Task data:
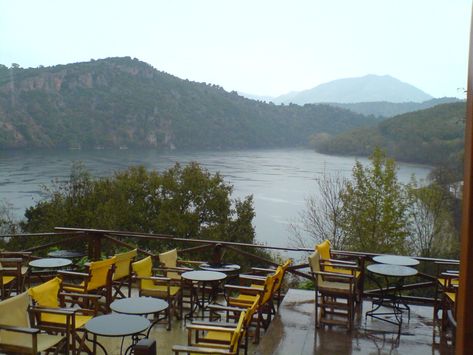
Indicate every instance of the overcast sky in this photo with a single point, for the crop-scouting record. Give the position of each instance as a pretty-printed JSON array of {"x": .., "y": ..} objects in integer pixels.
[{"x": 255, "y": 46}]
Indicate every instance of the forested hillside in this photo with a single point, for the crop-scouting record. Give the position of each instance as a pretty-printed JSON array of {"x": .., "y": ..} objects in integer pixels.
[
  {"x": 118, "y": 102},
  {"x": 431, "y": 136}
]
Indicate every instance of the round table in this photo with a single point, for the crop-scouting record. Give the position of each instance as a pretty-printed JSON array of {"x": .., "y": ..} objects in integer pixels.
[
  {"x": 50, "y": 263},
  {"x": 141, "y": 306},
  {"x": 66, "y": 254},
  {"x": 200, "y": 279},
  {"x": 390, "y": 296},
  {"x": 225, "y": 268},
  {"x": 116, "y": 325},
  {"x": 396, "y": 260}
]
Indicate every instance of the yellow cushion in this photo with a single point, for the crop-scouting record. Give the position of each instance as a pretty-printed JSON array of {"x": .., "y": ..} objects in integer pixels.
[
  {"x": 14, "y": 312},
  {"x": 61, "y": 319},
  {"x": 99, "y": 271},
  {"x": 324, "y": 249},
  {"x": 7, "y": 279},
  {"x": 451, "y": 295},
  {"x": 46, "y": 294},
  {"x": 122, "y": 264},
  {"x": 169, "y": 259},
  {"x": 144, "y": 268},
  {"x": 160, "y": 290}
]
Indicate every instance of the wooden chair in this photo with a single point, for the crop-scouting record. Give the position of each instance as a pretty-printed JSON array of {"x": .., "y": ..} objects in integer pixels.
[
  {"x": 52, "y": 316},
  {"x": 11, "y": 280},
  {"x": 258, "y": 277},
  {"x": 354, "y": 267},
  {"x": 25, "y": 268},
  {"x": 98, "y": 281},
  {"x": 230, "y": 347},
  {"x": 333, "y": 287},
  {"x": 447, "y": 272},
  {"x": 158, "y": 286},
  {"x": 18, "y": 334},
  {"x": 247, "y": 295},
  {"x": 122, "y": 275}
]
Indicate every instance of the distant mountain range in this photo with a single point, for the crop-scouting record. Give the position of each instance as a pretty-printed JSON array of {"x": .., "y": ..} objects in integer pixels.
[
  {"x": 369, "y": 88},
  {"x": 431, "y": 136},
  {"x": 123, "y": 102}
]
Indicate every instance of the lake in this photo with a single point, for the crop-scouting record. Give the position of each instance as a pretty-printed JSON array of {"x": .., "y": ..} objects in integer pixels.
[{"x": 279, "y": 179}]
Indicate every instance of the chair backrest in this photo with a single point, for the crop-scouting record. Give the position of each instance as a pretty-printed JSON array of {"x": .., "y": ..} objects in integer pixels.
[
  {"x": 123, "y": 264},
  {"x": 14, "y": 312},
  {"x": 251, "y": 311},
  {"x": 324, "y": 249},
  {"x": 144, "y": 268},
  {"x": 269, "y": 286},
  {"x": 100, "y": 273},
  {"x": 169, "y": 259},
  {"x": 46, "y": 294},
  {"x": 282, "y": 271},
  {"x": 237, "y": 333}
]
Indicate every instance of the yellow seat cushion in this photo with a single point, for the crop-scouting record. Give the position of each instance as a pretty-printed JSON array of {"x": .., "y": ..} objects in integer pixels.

...

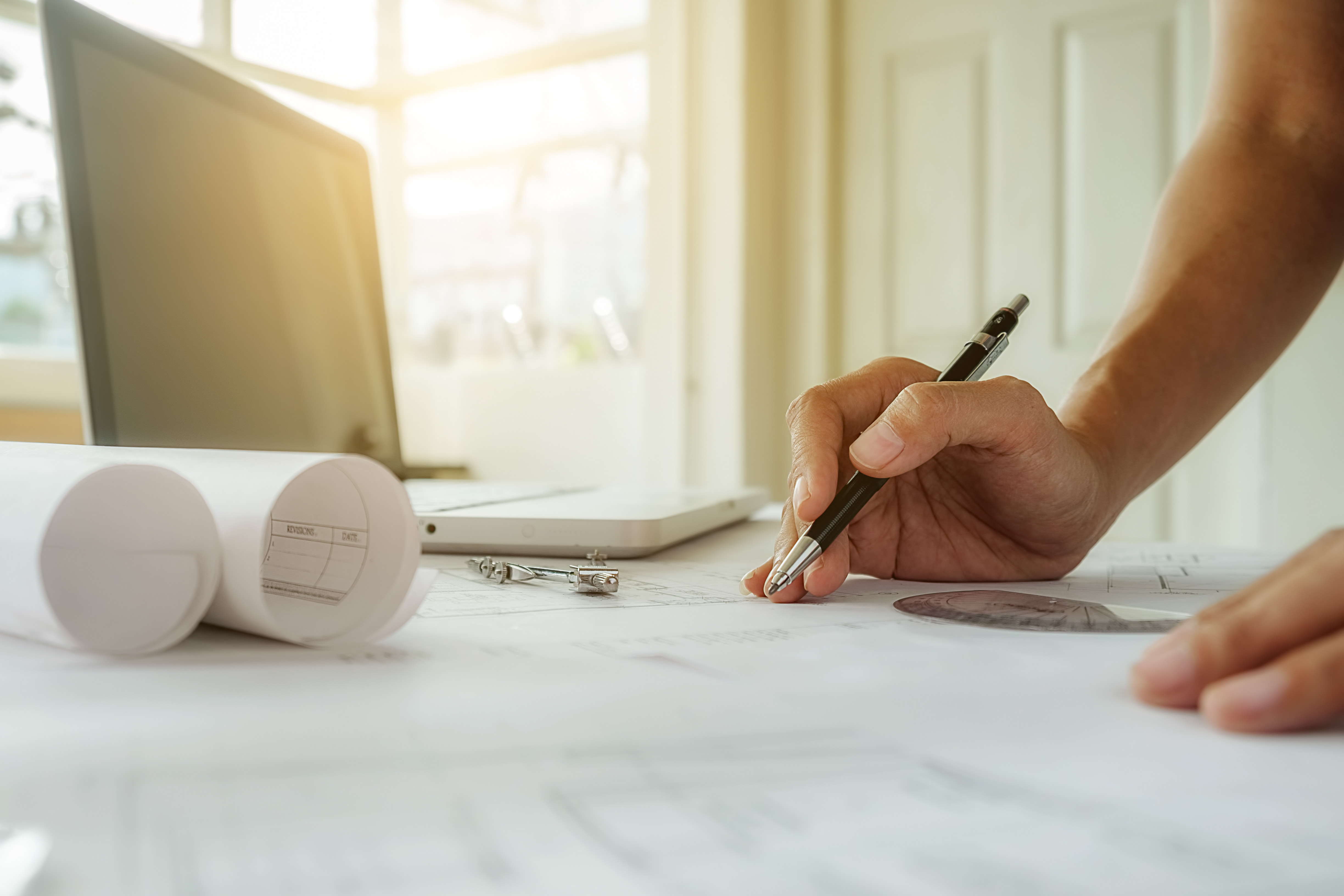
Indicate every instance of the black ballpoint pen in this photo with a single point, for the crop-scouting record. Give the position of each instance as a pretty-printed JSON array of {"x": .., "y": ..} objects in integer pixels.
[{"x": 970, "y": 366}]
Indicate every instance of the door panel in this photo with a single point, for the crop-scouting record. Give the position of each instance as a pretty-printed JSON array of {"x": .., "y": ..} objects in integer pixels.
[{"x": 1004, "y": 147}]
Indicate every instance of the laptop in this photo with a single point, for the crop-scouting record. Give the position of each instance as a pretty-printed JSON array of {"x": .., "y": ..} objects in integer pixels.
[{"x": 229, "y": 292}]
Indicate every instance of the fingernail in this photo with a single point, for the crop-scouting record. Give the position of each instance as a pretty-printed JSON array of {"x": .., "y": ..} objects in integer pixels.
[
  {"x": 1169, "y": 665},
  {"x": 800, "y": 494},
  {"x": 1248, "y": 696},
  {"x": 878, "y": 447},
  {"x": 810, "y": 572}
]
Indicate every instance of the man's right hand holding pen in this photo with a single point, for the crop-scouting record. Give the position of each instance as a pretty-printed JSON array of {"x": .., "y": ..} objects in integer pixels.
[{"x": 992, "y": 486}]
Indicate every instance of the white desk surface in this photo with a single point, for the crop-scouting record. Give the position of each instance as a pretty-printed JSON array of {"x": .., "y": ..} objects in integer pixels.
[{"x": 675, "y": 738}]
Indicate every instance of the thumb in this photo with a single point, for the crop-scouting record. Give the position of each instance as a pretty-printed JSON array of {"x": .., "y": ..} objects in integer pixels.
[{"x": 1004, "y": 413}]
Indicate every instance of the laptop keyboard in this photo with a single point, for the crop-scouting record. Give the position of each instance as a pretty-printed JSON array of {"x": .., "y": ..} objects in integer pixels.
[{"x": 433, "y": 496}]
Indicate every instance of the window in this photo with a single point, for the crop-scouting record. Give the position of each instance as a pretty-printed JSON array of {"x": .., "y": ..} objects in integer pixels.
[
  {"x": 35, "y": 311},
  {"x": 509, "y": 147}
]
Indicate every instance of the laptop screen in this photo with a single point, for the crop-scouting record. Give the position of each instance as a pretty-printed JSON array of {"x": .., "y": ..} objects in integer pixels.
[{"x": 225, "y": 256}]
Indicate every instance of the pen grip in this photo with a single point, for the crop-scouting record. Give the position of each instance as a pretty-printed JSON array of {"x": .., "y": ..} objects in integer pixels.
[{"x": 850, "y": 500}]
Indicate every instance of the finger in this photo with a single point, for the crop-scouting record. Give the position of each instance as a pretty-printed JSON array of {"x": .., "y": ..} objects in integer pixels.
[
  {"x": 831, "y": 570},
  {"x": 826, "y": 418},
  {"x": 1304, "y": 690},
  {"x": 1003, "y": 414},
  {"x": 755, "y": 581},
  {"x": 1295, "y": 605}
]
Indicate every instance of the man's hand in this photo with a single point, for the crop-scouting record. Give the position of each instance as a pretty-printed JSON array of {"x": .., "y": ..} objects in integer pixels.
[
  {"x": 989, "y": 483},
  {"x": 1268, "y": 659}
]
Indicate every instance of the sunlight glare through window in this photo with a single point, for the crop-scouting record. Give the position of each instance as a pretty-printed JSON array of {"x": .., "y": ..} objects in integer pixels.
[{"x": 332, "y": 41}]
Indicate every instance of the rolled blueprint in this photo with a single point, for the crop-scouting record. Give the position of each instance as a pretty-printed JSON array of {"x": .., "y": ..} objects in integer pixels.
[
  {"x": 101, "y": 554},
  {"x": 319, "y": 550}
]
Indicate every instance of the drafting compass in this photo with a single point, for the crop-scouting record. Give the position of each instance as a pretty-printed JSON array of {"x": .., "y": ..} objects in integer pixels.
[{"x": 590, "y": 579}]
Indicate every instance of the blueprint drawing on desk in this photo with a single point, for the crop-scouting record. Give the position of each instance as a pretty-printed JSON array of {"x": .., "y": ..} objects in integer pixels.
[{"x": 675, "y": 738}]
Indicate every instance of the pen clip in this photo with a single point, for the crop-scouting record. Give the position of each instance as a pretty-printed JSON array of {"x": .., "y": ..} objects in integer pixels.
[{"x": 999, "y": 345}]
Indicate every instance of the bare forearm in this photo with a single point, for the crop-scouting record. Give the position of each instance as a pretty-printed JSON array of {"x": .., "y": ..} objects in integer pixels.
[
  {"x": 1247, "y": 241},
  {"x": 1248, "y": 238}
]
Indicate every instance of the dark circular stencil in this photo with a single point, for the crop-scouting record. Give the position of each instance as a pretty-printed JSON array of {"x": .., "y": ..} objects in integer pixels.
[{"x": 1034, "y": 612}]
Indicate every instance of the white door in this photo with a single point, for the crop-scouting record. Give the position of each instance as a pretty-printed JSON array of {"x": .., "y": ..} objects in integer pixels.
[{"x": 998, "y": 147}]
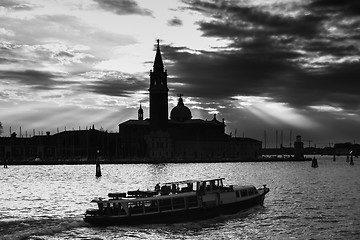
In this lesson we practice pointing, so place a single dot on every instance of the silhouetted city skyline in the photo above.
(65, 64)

Written request:
Count the lines in the listing above that contain the string "sunlight", with case counting, and reply with only the number.

The answer:
1